┌────────

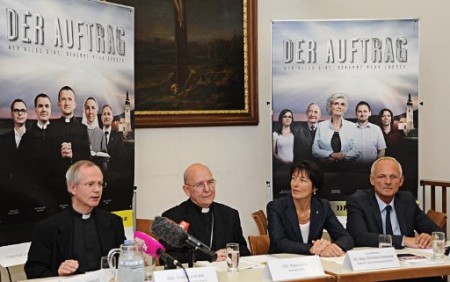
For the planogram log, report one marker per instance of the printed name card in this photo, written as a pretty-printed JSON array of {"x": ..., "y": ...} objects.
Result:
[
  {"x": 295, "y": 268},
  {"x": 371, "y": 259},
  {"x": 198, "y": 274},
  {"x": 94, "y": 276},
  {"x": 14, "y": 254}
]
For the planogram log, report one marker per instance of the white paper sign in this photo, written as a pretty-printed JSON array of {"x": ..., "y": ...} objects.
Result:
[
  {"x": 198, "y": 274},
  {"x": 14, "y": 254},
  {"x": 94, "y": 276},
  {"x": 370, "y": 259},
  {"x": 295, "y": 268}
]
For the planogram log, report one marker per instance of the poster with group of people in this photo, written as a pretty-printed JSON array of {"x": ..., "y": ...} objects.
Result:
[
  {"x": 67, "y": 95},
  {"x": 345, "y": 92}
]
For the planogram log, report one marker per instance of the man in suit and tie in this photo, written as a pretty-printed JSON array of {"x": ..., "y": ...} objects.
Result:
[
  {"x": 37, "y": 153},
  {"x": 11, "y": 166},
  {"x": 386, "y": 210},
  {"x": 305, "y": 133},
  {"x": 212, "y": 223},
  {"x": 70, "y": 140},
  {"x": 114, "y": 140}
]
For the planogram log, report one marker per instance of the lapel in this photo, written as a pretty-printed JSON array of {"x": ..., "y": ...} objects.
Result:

└────────

Could you copy each line of the material that holds "report"?

ANSWER SECTION |
For the planogram log, report one marker per instance of the printed name card in this photo, written as a pretty-printed JSON array of {"x": ..., "y": ...} objects.
For the planogram log, report one marker per instance of the white paper sign in this photo, written as a pretty-printed JSON array of {"x": ..., "y": ...} objects.
For the planogram log, report one marker per instance of the poster with group of people in this photo, written as a pretty-printed JSON array of {"x": ..., "y": ...} objects.
For the planogram log, report one marker per instance of the man in suit and tie in this photo, written as a pretty-printed JSON array of {"x": ..., "y": ...} objects.
For the planogram log, report one marker per instance of the lapel in this photo, written as a pretty-printed JSON array of {"x": ..., "y": ...} objects.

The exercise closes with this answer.